| Task to complete |
Exact repetition, please: start with the line where "Where can you see the dry scrubland" appears and stop after the final line of the records.

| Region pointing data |
+ + + +
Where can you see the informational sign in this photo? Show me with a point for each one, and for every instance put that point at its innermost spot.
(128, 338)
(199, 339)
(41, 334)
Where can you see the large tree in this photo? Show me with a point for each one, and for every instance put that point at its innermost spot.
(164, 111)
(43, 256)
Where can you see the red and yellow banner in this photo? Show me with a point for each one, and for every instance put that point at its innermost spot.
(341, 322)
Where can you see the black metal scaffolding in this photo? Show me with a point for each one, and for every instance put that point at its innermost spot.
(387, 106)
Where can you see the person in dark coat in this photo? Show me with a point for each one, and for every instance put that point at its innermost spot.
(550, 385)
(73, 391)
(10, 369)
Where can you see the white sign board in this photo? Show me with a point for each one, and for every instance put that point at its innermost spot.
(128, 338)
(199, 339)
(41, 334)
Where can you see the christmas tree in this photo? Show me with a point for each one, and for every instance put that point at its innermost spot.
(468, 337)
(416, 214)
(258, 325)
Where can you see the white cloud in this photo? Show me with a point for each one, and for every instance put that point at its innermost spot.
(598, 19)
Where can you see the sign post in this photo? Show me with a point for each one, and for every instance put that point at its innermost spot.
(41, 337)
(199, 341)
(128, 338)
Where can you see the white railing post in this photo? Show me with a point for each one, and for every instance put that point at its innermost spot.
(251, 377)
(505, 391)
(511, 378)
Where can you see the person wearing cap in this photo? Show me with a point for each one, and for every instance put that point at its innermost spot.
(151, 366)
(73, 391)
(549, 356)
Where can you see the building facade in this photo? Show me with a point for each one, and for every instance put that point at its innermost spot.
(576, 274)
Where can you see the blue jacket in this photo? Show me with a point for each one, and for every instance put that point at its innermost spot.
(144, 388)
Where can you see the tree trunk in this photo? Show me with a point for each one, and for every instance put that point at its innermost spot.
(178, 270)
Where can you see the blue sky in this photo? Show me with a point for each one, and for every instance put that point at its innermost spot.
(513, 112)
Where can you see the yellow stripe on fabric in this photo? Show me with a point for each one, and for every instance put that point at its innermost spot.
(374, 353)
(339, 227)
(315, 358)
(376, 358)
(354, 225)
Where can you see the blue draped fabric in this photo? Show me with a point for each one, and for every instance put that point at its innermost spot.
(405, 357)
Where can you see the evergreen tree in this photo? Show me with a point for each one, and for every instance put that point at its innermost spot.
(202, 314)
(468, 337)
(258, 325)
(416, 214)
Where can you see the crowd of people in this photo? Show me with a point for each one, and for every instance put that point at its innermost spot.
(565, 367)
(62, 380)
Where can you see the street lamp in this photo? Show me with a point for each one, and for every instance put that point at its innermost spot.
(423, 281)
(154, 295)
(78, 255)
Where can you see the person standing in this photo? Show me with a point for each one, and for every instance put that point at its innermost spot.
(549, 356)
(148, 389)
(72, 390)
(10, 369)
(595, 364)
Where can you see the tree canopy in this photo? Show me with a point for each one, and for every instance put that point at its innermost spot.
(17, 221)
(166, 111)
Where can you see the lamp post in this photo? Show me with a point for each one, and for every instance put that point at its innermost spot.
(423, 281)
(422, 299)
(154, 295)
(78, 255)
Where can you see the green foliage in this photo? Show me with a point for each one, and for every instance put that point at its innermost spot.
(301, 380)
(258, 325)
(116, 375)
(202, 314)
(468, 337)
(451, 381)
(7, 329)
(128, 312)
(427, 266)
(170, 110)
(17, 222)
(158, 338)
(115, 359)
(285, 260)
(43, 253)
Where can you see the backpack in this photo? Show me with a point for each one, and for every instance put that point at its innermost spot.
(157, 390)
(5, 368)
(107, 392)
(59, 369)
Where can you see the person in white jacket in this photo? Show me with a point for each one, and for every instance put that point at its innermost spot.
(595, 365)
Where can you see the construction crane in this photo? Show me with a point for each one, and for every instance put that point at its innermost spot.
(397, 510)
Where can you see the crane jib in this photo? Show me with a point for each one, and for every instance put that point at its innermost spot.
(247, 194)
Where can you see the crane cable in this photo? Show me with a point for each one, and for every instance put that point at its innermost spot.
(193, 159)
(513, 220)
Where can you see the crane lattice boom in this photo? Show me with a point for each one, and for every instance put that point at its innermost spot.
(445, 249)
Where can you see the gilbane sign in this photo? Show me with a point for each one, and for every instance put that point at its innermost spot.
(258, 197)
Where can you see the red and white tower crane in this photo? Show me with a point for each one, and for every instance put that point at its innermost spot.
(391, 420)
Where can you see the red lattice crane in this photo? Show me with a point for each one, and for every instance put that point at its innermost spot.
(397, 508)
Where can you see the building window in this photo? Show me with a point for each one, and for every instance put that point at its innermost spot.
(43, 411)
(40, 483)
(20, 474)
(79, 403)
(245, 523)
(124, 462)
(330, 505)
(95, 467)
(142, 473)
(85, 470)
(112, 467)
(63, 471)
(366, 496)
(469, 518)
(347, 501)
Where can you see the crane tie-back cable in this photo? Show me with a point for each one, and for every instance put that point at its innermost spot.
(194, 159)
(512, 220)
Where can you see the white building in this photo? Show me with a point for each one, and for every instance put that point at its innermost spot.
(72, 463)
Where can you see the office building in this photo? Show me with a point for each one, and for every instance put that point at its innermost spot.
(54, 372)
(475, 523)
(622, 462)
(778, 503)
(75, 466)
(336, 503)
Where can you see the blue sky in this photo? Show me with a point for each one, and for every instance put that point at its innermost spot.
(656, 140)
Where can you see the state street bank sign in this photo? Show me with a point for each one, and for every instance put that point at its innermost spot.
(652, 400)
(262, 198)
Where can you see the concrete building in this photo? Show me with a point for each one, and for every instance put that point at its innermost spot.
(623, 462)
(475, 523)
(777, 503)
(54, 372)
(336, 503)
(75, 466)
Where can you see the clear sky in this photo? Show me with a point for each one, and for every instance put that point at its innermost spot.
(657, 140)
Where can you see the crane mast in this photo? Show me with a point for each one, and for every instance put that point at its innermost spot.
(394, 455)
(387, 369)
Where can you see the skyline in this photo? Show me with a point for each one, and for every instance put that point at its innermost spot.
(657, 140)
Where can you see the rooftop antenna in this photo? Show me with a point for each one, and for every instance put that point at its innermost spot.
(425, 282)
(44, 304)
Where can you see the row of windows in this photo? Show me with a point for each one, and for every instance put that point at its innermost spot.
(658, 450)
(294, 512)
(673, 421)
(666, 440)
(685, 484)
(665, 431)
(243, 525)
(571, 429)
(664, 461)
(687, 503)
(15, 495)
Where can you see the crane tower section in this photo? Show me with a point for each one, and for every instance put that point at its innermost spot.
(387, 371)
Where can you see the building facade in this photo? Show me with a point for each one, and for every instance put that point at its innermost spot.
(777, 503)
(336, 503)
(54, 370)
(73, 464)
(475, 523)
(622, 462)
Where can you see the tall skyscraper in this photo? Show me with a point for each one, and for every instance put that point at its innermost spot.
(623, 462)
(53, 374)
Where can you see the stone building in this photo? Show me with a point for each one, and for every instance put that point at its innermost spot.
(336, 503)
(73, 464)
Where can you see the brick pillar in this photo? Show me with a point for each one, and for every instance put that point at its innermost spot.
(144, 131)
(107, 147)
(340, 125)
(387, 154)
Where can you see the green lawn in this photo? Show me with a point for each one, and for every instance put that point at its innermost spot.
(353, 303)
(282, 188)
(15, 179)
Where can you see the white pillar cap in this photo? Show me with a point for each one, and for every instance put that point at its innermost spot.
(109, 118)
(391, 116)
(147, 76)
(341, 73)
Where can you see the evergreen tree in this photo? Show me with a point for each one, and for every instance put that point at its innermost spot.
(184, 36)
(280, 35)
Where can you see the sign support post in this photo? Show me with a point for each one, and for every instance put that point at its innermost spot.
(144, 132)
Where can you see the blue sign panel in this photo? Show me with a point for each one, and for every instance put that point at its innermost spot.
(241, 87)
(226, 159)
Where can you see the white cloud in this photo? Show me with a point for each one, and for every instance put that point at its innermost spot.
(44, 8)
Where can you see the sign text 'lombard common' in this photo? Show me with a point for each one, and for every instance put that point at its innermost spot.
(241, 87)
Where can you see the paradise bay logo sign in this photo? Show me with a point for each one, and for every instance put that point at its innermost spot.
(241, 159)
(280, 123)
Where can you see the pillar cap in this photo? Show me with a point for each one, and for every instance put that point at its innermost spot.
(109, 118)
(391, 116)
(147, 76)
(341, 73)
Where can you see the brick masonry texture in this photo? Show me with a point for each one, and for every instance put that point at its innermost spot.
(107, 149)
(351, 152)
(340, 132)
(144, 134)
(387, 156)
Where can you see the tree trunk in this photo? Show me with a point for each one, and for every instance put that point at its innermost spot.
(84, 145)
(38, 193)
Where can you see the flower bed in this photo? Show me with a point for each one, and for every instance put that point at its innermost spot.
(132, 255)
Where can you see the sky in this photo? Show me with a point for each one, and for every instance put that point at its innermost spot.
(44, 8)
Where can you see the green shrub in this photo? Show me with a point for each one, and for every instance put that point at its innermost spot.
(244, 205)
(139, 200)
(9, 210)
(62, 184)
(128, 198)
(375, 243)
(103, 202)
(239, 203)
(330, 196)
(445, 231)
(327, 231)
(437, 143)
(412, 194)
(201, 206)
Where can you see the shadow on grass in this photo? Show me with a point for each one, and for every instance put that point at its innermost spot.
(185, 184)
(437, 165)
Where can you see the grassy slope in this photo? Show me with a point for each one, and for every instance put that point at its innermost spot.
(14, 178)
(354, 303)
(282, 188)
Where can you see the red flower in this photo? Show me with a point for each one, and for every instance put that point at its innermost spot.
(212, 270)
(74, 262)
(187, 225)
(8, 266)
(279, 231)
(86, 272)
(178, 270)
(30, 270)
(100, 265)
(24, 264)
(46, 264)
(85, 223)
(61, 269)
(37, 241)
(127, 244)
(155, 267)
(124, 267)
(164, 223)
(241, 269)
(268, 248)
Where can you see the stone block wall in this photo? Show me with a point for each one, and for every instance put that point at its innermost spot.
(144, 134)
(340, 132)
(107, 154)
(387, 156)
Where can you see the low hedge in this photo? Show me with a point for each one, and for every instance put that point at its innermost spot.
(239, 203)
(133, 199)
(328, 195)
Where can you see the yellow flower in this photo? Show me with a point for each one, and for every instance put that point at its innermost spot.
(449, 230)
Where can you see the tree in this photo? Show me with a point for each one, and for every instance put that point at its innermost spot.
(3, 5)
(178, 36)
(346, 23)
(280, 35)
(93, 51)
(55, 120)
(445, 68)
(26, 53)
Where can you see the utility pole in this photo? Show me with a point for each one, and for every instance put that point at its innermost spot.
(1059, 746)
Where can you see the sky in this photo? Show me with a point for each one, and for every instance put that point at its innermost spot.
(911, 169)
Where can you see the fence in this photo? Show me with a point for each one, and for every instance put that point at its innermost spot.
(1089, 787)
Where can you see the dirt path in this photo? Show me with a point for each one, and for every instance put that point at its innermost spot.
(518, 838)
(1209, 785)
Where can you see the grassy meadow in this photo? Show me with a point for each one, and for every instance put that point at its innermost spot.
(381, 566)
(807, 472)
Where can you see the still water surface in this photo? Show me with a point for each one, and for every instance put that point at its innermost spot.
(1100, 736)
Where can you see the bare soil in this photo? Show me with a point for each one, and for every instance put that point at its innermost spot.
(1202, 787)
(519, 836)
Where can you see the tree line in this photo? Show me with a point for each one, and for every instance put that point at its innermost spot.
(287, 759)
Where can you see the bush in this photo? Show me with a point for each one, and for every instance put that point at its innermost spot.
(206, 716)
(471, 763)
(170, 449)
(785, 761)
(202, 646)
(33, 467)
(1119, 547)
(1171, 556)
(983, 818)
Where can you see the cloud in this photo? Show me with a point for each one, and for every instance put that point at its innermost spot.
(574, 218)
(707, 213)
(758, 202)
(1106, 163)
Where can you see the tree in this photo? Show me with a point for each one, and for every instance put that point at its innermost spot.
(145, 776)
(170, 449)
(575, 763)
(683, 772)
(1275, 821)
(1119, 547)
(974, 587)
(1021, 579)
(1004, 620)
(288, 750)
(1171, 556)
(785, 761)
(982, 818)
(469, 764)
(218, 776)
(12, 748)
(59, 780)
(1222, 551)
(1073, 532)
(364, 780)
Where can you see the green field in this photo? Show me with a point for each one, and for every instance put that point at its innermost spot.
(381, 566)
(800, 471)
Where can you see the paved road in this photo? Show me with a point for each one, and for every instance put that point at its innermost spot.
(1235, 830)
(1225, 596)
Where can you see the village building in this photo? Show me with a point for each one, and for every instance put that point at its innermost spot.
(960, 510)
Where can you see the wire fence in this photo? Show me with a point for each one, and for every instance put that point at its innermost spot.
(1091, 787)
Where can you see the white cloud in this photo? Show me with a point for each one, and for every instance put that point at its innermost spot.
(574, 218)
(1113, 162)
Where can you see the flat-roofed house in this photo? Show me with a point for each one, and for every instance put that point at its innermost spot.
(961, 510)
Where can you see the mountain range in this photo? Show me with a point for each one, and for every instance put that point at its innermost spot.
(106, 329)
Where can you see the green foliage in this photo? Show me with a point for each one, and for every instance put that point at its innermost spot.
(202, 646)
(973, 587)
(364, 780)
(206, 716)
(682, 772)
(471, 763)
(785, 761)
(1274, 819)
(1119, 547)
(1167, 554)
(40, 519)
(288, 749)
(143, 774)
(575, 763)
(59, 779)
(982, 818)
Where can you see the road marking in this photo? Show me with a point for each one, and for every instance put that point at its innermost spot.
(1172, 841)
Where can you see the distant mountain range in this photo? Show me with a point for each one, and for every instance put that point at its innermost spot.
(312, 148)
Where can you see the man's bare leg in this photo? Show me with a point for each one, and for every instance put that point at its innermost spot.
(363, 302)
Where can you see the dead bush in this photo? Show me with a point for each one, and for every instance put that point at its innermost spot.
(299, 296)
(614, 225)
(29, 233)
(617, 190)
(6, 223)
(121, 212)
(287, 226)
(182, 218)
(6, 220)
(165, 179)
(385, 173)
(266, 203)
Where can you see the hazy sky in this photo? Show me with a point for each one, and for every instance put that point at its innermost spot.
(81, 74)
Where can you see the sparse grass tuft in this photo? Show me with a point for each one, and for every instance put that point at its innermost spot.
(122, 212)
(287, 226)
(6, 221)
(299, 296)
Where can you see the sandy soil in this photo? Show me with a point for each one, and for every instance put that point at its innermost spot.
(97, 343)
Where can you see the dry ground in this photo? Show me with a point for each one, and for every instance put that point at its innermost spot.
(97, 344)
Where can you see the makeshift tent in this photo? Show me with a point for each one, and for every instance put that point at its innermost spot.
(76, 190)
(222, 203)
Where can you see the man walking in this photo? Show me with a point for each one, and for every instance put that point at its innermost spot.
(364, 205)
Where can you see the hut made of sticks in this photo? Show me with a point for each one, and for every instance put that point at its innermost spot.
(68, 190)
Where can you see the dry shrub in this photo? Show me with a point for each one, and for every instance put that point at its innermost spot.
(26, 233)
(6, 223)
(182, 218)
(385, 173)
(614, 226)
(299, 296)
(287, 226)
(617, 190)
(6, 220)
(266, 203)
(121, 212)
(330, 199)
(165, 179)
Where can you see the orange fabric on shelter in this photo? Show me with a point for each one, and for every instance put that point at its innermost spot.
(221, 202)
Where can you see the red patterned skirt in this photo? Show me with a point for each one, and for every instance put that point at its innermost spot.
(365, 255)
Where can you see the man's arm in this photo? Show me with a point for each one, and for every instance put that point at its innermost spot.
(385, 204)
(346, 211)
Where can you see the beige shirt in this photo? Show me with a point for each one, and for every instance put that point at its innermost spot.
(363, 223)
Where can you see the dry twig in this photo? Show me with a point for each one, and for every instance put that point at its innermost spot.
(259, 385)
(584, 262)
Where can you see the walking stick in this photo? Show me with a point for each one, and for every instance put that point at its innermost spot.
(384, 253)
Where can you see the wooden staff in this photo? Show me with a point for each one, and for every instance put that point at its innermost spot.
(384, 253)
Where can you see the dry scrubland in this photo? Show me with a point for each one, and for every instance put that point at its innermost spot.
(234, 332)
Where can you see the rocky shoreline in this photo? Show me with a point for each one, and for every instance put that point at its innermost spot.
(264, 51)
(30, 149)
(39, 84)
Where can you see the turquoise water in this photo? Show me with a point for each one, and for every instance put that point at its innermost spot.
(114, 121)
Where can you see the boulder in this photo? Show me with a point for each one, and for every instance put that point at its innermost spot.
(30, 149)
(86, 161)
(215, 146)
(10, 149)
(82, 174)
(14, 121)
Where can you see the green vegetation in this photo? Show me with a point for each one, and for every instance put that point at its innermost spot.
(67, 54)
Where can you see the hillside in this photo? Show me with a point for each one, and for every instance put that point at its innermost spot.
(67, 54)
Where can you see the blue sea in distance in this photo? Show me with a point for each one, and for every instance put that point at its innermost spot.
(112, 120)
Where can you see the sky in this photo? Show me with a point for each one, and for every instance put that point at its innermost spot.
+ + + +
| Solution to the problem |
Where can you see the dry scrubland in this photo? Show me with a point for each one, and for every instance put that point at its innermost spot.
(234, 332)
Where can you see the rocky shoreline in this photo? Show me with a point for each one, and for every instance put that point at its innermost spot.
(264, 51)
(30, 149)
(39, 84)
Where can you see the turquoise water in this photo? Show me with a point for each one, and for every instance put that point at its innermost spot.
(114, 121)
Where can you see the boulder in this photo? Show me with a point for each one, and for every instance put that point at its innermost spot.
(30, 149)
(86, 161)
(215, 146)
(10, 149)
(82, 174)
(14, 121)
Where can you see the green vegetation in this photo? Show me with a point for each one, and for every instance put that point at its innermost spot.
(67, 54)
Where can you see the hillside in this photo? Show me with a point for each one, and for every instance put that point at its innermost spot.
(67, 54)
Where can you see the blue sea in distance in this photo? Show me with a point for each one, and for every instance put that point at its innermost spot.
(112, 120)
Where can you see the sky in this photo? Show me with a point for each one, and for every instance put that point at its innermost spot.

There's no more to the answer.